Display every line in the rows below that contains the word "painted".

DATA RECORDS:
****

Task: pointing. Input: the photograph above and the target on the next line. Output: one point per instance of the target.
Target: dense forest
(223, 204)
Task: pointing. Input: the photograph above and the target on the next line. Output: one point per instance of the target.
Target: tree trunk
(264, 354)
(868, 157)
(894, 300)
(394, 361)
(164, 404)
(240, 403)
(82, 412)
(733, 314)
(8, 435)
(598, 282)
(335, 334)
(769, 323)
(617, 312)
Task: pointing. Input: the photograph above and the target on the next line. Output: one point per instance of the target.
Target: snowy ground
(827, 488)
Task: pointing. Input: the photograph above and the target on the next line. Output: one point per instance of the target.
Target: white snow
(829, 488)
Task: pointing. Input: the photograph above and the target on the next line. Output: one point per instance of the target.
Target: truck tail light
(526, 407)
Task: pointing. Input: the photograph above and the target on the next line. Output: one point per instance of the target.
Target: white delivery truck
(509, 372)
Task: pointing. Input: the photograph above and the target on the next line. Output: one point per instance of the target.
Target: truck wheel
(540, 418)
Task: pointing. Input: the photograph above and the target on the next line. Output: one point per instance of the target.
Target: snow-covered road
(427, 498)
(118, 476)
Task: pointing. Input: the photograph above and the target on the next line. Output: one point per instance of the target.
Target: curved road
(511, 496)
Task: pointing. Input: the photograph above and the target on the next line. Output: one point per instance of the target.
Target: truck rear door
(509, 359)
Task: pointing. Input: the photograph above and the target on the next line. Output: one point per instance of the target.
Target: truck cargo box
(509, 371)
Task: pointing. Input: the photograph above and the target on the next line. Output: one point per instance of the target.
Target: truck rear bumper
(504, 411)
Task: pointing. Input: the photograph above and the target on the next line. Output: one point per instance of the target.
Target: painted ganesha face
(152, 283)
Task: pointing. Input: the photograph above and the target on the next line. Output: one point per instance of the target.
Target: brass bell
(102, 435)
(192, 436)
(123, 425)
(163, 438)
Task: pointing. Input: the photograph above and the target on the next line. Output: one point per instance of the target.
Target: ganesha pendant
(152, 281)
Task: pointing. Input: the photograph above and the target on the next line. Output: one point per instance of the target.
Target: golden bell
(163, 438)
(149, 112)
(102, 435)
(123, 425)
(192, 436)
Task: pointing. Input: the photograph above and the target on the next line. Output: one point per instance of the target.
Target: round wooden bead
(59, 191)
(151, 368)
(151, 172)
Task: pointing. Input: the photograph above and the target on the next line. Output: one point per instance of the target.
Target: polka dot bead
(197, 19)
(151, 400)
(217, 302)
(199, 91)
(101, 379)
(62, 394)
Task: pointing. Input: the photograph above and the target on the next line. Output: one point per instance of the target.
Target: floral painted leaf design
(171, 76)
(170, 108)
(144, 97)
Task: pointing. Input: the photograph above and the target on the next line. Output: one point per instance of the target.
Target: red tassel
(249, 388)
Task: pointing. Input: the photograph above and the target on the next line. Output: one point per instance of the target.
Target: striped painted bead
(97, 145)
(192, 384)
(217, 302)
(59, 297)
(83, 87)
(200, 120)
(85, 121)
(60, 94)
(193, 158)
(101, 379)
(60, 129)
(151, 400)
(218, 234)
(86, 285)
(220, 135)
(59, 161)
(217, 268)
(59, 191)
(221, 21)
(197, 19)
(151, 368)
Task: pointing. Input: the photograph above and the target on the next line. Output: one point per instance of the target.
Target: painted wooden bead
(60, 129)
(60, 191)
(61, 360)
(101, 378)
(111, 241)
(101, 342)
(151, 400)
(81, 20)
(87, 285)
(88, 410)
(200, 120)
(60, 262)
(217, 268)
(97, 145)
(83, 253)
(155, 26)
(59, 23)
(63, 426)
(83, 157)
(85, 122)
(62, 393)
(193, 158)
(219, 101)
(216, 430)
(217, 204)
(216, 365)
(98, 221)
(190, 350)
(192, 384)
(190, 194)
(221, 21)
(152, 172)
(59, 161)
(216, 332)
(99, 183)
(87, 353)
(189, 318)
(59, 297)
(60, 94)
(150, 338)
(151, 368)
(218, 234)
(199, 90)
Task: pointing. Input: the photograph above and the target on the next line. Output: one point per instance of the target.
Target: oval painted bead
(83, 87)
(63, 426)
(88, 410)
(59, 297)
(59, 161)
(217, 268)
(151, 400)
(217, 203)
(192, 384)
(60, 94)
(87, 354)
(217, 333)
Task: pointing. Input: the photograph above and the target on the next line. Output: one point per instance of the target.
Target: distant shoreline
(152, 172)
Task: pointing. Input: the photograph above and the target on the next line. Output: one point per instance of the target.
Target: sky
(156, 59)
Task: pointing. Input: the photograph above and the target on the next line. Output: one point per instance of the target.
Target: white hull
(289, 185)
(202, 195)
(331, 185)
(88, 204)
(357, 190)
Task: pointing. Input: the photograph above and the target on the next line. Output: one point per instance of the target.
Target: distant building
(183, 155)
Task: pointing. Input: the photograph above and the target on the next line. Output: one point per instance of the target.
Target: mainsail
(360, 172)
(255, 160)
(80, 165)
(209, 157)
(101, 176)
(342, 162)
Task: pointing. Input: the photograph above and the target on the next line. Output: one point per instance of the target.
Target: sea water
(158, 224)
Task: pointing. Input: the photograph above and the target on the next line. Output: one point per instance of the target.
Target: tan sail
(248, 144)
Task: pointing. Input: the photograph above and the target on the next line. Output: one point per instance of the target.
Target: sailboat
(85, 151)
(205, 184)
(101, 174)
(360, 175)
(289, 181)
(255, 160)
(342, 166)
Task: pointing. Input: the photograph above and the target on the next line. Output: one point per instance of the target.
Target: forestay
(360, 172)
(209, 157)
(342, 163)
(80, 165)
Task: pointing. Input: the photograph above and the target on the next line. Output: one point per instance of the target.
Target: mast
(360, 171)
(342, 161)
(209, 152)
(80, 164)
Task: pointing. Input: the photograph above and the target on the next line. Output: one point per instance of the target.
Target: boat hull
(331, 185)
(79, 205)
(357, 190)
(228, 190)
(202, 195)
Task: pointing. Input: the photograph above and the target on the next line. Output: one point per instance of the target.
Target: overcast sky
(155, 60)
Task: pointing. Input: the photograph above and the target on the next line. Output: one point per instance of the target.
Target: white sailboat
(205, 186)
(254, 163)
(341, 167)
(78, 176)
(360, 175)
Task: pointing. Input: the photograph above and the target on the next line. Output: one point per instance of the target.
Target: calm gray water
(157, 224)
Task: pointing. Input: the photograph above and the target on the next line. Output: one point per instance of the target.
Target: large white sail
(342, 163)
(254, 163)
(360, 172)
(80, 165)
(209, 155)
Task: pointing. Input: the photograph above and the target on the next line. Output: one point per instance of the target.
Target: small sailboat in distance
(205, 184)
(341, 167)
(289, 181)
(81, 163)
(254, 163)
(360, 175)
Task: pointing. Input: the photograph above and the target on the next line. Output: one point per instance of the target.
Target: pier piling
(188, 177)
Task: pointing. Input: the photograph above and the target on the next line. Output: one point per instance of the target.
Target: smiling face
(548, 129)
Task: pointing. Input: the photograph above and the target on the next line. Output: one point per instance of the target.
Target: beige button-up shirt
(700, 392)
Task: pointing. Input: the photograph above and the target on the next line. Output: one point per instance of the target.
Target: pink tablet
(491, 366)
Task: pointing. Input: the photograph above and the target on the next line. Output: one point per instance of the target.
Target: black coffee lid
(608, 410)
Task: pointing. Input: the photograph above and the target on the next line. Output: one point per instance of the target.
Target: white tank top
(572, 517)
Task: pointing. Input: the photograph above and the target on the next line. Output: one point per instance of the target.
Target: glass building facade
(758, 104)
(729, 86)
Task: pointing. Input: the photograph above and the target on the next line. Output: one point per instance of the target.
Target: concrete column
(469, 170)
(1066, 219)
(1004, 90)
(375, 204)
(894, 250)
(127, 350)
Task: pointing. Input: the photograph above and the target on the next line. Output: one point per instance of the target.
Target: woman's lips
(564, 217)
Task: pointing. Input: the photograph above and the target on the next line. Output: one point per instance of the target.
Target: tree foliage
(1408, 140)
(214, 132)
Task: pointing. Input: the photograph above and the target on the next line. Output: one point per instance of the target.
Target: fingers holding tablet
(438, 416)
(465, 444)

****

WRITTEN RESPONSE:
Target: painted ganesha face
Target: floral painted leaf design
Target: striped painted bead
Target: painted wooden bead
Target: oval painted bead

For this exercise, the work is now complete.